● Texto:
------------------------------------------------------------
Maria Sibylla, nacida en Frankfurt en 1647, prefería ver bichos vivos, no disecados, como era costumbre en muchos de sus contemporáneos. Les seguía el rastro con tal atención que ayudó a demoler una creencia en curso: que las orugas surgían del lodo por generación espontánea. Gracias a sus minuciosas observaciones e ilustraciones de la metamorfosis de las mariposas y otros insectos, hoy es tenida como pionera de la entomología moderna.
Más que el famoso techo de cristal, esgrime la curadora de (In)visibles y (O)cultas, habría que decir que algunas de estas mujeres rompieron techos de cemento. Tal es el caso de la estadounidense Nettie Stevens (1861-1912), que estableció la relación entre los cromosomas y el sexo de los seres vivos, si no antes, en simultáneo con el genetista Edmund Beecher Wilson, pero fue él quien acaparó el spotlight.
Henrietta Leavitt (1868-1921) encontró la “cinta métrica” para medir el cosmos, el sistema para calcular las distancias en el espacio. Aportación clave, dicho sea de paso, para que Edwin Hubble luego determinase que el universo se expande. Y lo consiguió teniendo prohibido siquiera rozar un telescopio, contratada para analizar fotografías en placas de vidrio en carácter de calculadora humana por el Observatorio astronómico de Harvard.
No hay persona que haya pisado el secundario que no recuerde la tabla periódica, que ordena los 118 elementos químicos según sus propiedades. Algunos de esos nombres, tan difíciles de pronunciar como de memorizar, siempre vienen a cuento de algo, o de alguien. El selenio, por ejemplo, rinde honor a Selene, la diosa luna; el paladio a Palas Atenea, deidad griega de la sabiduría. Y el meitnerio, elemento número 109, le hace justicia a una brillante matemática y física austríaca que superó incontables obstáculos (el no menor, escapar del nazismo): Lise Meitner (1878-1968), descubridora de la fisión nuclear, que se opuso rotundamente a su aplicación con fines bélicos. Una cruel ironía es que hoy muchos la recuerden como “la madre de la bomba nuclear”, justo a ella, que fue una de las pocas personas que se negó a participar del proyecto Manhattan cuando Estados Unidos daba los primeros pasos en esta terrible forma armamentística.
------------------------------------------------------------
Datos recopilados:

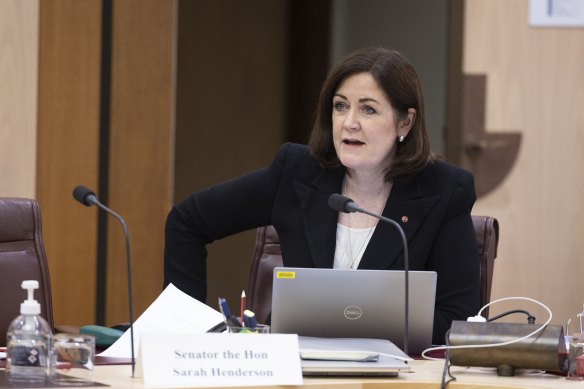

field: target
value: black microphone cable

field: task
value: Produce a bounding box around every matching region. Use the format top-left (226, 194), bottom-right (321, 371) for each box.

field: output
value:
top-left (328, 193), bottom-right (410, 354)
top-left (73, 185), bottom-right (135, 377)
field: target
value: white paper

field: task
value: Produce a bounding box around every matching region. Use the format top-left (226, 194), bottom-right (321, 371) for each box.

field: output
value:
top-left (99, 284), bottom-right (224, 358)
top-left (529, 0), bottom-right (584, 27)
top-left (138, 333), bottom-right (302, 388)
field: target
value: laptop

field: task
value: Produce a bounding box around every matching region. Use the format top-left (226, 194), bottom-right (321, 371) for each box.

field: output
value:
top-left (271, 267), bottom-right (437, 355)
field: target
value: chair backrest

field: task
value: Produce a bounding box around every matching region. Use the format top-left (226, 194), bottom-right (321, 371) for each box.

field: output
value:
top-left (0, 197), bottom-right (53, 346)
top-left (248, 216), bottom-right (499, 323)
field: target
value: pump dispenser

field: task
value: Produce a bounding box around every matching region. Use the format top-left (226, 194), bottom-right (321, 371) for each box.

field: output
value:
top-left (6, 280), bottom-right (52, 382)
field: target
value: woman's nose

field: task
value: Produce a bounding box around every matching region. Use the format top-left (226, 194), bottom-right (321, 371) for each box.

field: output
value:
top-left (343, 109), bottom-right (359, 130)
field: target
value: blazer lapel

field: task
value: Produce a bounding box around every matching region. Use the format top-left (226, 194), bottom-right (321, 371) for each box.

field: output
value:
top-left (359, 174), bottom-right (440, 269)
top-left (294, 168), bottom-right (344, 268)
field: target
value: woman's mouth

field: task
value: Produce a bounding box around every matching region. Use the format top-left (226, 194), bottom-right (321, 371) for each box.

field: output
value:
top-left (343, 139), bottom-right (365, 146)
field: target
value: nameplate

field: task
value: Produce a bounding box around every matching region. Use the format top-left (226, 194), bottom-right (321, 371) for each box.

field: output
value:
top-left (136, 333), bottom-right (302, 388)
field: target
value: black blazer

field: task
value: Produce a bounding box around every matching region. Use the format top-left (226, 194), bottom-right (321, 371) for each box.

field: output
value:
top-left (164, 143), bottom-right (479, 344)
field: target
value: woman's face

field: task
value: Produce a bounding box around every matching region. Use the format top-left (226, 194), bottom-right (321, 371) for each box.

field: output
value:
top-left (332, 72), bottom-right (409, 175)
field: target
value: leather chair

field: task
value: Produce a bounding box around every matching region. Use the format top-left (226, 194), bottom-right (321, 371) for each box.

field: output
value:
top-left (0, 197), bottom-right (54, 346)
top-left (248, 216), bottom-right (499, 323)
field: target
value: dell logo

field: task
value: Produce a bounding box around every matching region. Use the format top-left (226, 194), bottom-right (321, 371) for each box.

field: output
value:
top-left (344, 305), bottom-right (363, 320)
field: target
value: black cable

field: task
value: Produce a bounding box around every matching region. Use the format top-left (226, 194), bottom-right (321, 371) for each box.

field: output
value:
top-left (440, 330), bottom-right (456, 389)
top-left (487, 309), bottom-right (535, 324)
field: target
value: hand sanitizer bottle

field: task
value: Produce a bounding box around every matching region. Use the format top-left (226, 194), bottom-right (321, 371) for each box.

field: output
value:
top-left (6, 281), bottom-right (52, 382)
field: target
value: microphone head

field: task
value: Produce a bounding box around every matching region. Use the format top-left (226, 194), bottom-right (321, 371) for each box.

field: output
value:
top-left (73, 185), bottom-right (97, 207)
top-left (329, 193), bottom-right (355, 213)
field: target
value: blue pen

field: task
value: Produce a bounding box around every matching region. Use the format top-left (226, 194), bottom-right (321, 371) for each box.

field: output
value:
top-left (219, 298), bottom-right (241, 327)
top-left (219, 297), bottom-right (232, 320)
top-left (243, 309), bottom-right (258, 329)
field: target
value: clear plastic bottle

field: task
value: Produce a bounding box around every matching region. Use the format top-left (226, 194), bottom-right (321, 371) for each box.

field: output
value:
top-left (6, 281), bottom-right (52, 382)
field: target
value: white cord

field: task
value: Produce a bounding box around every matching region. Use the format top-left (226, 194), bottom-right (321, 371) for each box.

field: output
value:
top-left (422, 297), bottom-right (553, 361)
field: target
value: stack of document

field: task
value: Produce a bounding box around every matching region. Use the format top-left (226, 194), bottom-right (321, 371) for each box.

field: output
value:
top-left (298, 336), bottom-right (412, 376)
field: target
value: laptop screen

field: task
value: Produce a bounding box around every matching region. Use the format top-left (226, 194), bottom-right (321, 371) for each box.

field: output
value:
top-left (271, 267), bottom-right (436, 354)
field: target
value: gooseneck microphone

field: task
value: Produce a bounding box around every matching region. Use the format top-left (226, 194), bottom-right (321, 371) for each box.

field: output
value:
top-left (329, 193), bottom-right (410, 354)
top-left (73, 185), bottom-right (135, 377)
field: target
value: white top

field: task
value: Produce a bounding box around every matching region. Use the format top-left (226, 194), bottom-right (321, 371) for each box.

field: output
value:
top-left (333, 223), bottom-right (375, 269)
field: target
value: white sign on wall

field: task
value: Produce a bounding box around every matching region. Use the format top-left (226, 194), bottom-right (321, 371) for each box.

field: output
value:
top-left (529, 0), bottom-right (584, 28)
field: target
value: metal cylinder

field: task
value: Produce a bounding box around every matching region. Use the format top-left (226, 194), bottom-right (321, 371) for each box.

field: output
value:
top-left (448, 321), bottom-right (566, 375)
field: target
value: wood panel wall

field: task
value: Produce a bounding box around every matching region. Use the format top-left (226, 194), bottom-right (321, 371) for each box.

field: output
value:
top-left (463, 0), bottom-right (584, 329)
top-left (106, 0), bottom-right (177, 325)
top-left (175, 0), bottom-right (288, 308)
top-left (37, 0), bottom-right (176, 325)
top-left (37, 0), bottom-right (101, 325)
top-left (0, 0), bottom-right (39, 197)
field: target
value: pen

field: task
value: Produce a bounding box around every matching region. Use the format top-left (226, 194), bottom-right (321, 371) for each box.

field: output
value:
top-left (243, 309), bottom-right (257, 329)
top-left (219, 298), bottom-right (241, 327)
top-left (239, 290), bottom-right (246, 320)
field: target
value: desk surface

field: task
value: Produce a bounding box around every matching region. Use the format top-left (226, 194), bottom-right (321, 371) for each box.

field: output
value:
top-left (84, 360), bottom-right (584, 389)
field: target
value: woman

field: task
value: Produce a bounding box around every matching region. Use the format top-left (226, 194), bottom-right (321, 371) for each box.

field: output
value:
top-left (164, 48), bottom-right (479, 344)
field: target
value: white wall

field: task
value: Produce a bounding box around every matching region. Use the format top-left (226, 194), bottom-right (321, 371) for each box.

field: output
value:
top-left (0, 0), bottom-right (39, 198)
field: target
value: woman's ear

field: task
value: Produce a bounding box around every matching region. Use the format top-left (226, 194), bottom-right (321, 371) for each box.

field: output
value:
top-left (398, 108), bottom-right (416, 137)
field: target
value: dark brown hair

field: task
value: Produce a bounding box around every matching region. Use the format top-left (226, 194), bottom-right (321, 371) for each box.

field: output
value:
top-left (308, 48), bottom-right (434, 181)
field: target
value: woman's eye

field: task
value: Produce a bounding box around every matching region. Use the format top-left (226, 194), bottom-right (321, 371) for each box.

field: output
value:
top-left (362, 105), bottom-right (375, 115)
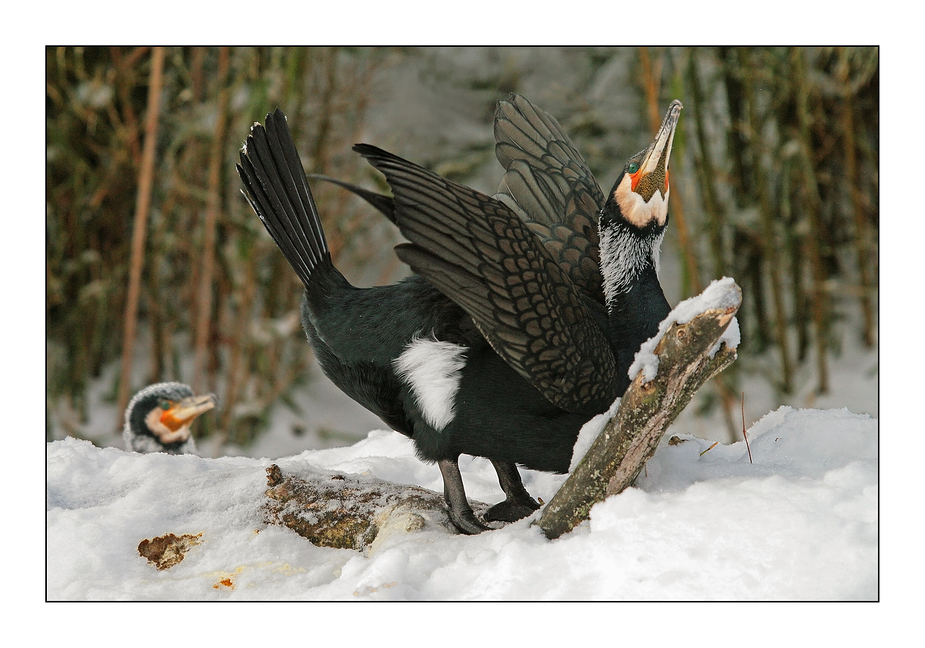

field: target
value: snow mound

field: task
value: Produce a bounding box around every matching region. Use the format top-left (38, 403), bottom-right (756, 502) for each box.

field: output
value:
top-left (629, 277), bottom-right (740, 382)
top-left (46, 407), bottom-right (878, 600)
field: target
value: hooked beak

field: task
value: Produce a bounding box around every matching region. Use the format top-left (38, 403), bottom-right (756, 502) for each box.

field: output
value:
top-left (161, 394), bottom-right (217, 432)
top-left (640, 99), bottom-right (684, 177)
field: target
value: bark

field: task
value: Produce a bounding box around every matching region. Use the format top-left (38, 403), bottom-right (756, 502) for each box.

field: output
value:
top-left (264, 284), bottom-right (742, 553)
top-left (264, 464), bottom-right (488, 554)
top-left (538, 286), bottom-right (741, 539)
top-left (116, 47), bottom-right (165, 429)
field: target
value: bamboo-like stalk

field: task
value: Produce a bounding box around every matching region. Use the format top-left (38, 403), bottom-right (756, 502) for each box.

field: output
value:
top-left (193, 47), bottom-right (229, 393)
top-left (116, 47), bottom-right (164, 429)
top-left (687, 48), bottom-right (726, 278)
top-left (639, 47), bottom-right (702, 294)
top-left (790, 47), bottom-right (829, 394)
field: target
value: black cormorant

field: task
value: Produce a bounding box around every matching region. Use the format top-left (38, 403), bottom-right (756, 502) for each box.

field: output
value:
top-left (122, 382), bottom-right (216, 454)
top-left (238, 97), bottom-right (681, 533)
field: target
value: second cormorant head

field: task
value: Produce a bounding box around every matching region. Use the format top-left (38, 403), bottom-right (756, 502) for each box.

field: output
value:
top-left (122, 382), bottom-right (216, 454)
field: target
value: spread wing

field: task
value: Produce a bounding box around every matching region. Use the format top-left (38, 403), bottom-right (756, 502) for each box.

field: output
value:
top-left (354, 144), bottom-right (619, 412)
top-left (494, 95), bottom-right (605, 303)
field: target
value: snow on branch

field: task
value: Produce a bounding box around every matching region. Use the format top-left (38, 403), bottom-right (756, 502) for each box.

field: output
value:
top-left (537, 278), bottom-right (742, 539)
top-left (264, 279), bottom-right (742, 554)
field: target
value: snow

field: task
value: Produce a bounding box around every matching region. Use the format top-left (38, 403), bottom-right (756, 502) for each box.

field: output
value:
top-left (46, 407), bottom-right (879, 601)
top-left (629, 277), bottom-right (741, 381)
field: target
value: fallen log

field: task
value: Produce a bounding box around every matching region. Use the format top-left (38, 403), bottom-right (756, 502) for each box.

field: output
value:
top-left (264, 279), bottom-right (742, 553)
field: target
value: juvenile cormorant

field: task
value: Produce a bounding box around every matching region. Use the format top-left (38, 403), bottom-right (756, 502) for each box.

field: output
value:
top-left (238, 97), bottom-right (680, 533)
top-left (122, 382), bottom-right (216, 454)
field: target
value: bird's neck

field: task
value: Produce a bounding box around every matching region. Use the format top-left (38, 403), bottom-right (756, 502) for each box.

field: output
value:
top-left (600, 221), bottom-right (671, 371)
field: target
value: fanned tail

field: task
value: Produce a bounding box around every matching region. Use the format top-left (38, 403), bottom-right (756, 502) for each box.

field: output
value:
top-left (237, 108), bottom-right (333, 287)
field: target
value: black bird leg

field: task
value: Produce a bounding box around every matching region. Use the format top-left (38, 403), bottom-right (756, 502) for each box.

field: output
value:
top-left (437, 459), bottom-right (488, 535)
top-left (485, 459), bottom-right (540, 522)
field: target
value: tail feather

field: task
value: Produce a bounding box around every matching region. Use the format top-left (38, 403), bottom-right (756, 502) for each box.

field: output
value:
top-left (237, 108), bottom-right (331, 286)
top-left (308, 173), bottom-right (396, 223)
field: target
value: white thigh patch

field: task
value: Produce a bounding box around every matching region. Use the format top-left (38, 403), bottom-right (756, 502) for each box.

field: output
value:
top-left (392, 338), bottom-right (468, 431)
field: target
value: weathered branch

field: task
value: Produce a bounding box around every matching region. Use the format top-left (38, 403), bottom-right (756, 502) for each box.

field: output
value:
top-left (264, 280), bottom-right (742, 552)
top-left (264, 464), bottom-right (488, 553)
top-left (538, 283), bottom-right (742, 539)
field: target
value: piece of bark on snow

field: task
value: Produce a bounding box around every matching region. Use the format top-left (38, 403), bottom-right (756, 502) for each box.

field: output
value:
top-left (537, 279), bottom-right (742, 539)
top-left (264, 464), bottom-right (498, 553)
top-left (264, 279), bottom-right (741, 553)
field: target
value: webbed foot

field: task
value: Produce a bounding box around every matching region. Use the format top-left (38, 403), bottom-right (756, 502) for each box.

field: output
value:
top-left (485, 497), bottom-right (540, 522)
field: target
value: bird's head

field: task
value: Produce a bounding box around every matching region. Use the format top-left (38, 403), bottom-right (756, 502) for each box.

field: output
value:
top-left (123, 383), bottom-right (216, 453)
top-left (601, 99), bottom-right (682, 230)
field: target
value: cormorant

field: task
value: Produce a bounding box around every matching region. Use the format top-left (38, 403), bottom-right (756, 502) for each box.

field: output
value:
top-left (122, 382), bottom-right (216, 454)
top-left (238, 97), bottom-right (681, 533)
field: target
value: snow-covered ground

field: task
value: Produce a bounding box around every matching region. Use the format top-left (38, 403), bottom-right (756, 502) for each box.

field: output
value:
top-left (47, 407), bottom-right (879, 601)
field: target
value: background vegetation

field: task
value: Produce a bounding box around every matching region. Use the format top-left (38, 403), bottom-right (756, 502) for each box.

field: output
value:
top-left (46, 47), bottom-right (879, 445)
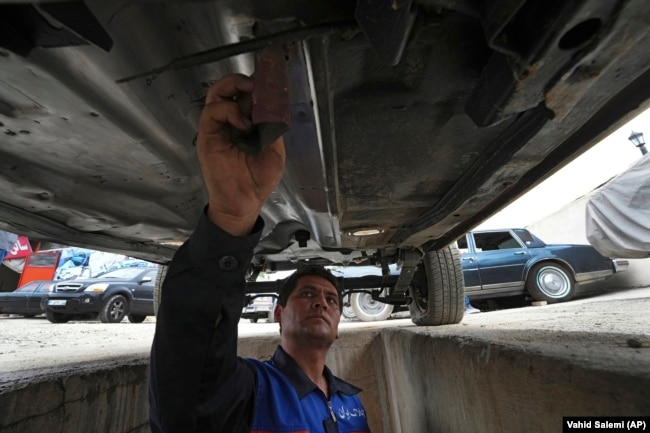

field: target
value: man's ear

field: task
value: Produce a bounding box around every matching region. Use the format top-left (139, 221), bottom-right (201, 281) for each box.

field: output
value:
top-left (273, 304), bottom-right (282, 323)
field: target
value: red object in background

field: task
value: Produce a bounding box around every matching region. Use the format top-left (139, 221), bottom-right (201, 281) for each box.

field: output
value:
top-left (5, 236), bottom-right (32, 260)
top-left (18, 251), bottom-right (61, 287)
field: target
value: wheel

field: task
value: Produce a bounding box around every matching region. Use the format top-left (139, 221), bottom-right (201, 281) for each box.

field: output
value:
top-left (99, 295), bottom-right (128, 323)
top-left (350, 292), bottom-right (393, 322)
top-left (341, 295), bottom-right (357, 320)
top-left (45, 310), bottom-right (71, 323)
top-left (126, 314), bottom-right (147, 323)
top-left (153, 265), bottom-right (169, 316)
top-left (409, 245), bottom-right (465, 326)
top-left (526, 262), bottom-right (575, 304)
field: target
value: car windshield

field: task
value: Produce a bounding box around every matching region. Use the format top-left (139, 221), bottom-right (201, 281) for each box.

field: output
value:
top-left (99, 268), bottom-right (148, 280)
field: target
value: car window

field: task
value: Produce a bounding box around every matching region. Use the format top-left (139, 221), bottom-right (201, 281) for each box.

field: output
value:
top-left (14, 283), bottom-right (38, 292)
top-left (456, 236), bottom-right (469, 254)
top-left (36, 282), bottom-right (54, 293)
top-left (474, 231), bottom-right (521, 251)
top-left (99, 267), bottom-right (149, 280)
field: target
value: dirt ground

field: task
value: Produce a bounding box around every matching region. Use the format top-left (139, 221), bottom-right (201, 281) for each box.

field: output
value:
top-left (0, 287), bottom-right (650, 387)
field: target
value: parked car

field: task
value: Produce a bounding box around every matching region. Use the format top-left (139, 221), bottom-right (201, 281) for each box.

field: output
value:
top-left (341, 228), bottom-right (629, 321)
top-left (0, 280), bottom-right (54, 317)
top-left (43, 267), bottom-right (158, 323)
top-left (0, 0), bottom-right (650, 325)
top-left (241, 293), bottom-right (277, 323)
top-left (457, 228), bottom-right (629, 303)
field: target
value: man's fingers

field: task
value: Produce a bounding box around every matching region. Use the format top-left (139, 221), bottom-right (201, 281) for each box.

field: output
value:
top-left (205, 74), bottom-right (253, 105)
top-left (199, 101), bottom-right (253, 133)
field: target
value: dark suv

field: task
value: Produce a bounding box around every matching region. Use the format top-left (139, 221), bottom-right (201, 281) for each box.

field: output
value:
top-left (42, 267), bottom-right (158, 323)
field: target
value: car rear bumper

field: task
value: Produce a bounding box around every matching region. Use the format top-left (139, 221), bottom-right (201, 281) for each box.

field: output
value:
top-left (612, 259), bottom-right (630, 273)
top-left (43, 293), bottom-right (102, 314)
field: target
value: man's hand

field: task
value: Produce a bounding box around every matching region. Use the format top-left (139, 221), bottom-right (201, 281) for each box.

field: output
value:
top-left (196, 74), bottom-right (285, 236)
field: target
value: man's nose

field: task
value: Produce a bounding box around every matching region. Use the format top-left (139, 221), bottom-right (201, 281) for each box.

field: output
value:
top-left (313, 293), bottom-right (327, 309)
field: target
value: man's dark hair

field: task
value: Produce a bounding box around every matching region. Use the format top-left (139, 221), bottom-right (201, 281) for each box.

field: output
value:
top-left (278, 265), bottom-right (343, 312)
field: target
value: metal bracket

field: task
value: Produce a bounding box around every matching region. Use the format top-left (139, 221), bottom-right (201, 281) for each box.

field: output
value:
top-left (391, 249), bottom-right (422, 295)
top-left (354, 0), bottom-right (417, 66)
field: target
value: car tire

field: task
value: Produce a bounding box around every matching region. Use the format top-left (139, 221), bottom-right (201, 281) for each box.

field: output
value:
top-left (350, 292), bottom-right (394, 322)
top-left (526, 262), bottom-right (575, 304)
top-left (126, 314), bottom-right (147, 323)
top-left (45, 310), bottom-right (71, 323)
top-left (266, 300), bottom-right (278, 323)
top-left (341, 295), bottom-right (357, 320)
top-left (99, 295), bottom-right (129, 323)
top-left (153, 265), bottom-right (169, 316)
top-left (409, 245), bottom-right (465, 326)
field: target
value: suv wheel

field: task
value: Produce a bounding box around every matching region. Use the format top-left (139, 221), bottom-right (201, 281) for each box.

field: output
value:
top-left (350, 292), bottom-right (394, 322)
top-left (409, 246), bottom-right (465, 326)
top-left (99, 295), bottom-right (128, 323)
top-left (45, 310), bottom-right (71, 323)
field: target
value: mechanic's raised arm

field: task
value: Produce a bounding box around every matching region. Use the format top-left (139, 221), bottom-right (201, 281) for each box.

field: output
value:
top-left (149, 75), bottom-right (285, 433)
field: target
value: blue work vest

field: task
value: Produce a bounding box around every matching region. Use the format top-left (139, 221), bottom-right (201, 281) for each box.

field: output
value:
top-left (247, 359), bottom-right (370, 433)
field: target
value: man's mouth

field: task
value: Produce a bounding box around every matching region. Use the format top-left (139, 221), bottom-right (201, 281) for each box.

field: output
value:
top-left (307, 316), bottom-right (330, 325)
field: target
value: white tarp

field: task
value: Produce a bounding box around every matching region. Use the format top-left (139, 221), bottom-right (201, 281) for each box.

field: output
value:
top-left (586, 156), bottom-right (650, 259)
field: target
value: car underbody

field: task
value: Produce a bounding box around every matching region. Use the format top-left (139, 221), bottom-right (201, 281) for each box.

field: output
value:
top-left (0, 0), bottom-right (650, 324)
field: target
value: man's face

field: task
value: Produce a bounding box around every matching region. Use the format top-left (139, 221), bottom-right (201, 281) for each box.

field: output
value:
top-left (275, 275), bottom-right (341, 347)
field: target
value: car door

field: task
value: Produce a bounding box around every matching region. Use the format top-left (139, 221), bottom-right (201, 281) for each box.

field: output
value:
top-left (456, 234), bottom-right (481, 294)
top-left (131, 268), bottom-right (158, 316)
top-left (472, 230), bottom-right (530, 293)
top-left (2, 281), bottom-right (38, 314)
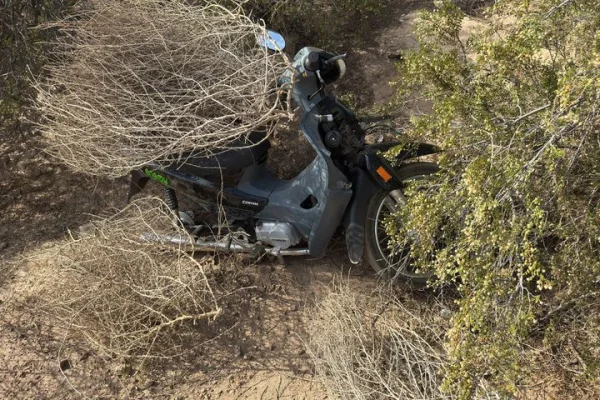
------------------------------------------------------------
● Ejercicios propuestos:
- a) Copia textualmente el fragmento del texto sobre las científicas que empieza en "Más que el famoso" y termina en "astronómico de Harvard.".
- b) Según el texto sobre las científicas, ¿qué elemento químico le hace justicia a Lise Meitner?
- c) Prosigue el texto sobre las científicas a partir de su última oración.
Para resolver los ejercicios no hace falta consultar las líneas.

● Respuestas:
- a)
Más que el famoso techo de cristal, esgrime la curadora de (In)visibles y (O)cultas, habría que decir que algunas de estas mujeres rompieron techos de cemento. Tal es el caso de la estadounidense Nettie Stevens (1861-1912), que estableció la relación entre los cromosomas y el sexo de los seres vivos, si no antes, en simultáneo con el genetista Edmund Beecher Wilson, pero fue él quien acaparó el spotlight.
Henrietta Leavitt (1868-1921) encontró la “cinta métrica” para medir el cosmos, el sistema para calcular las distancias en el espacio. Aportación clave, dicho sea de paso, para que Edwin Hubble luego determinase que el universo se expande. Y lo consiguió teniendo prohibido siquiera rozar un telescopio, contratada para analizar fotografías en placas de vidrio en carácter de calculadora humana por el Observatorio astronómico de Harvard.

- b) El meitnerio, elemento número 109.

- c)
Por supuesto que Meitner también está en la muestra, junto a otras notables como la zoóloga brasileña Bertha Lutz, la química Rosalind Franklin (que identificó la estructura del ADN, a quien Nicole Kidman interpretó hace unos años en la obra del West End londinense Photograph 51, muy vitoreada), la astrofísica paquistaní Nergis Mavalvala, la física inglesa Jess Wade… O, mucho más lejos en el tiempo, María la Judía, llamada madre de la alquimia, cuyos escritos ardieron en la mítica Biblioteca de Alejandría, ciudad donde habría residido entre los siglos I y II. Si sobrevivió parte de su legado fue gracias a lo que recogería el erudito Zósimo de Panópolis hacia el año 300, advirtiendo que se le daban tan estupendamente los artilugios que inventó complejos aparatos destinados a la destilación y la sublimación de sustancias químicas (el kerotakis, el tribikos). Acaso su contribución más popular sea, según cuenta la leyenda, el balneum mariae; o sea, el tan conocido en la cocina “baño María”.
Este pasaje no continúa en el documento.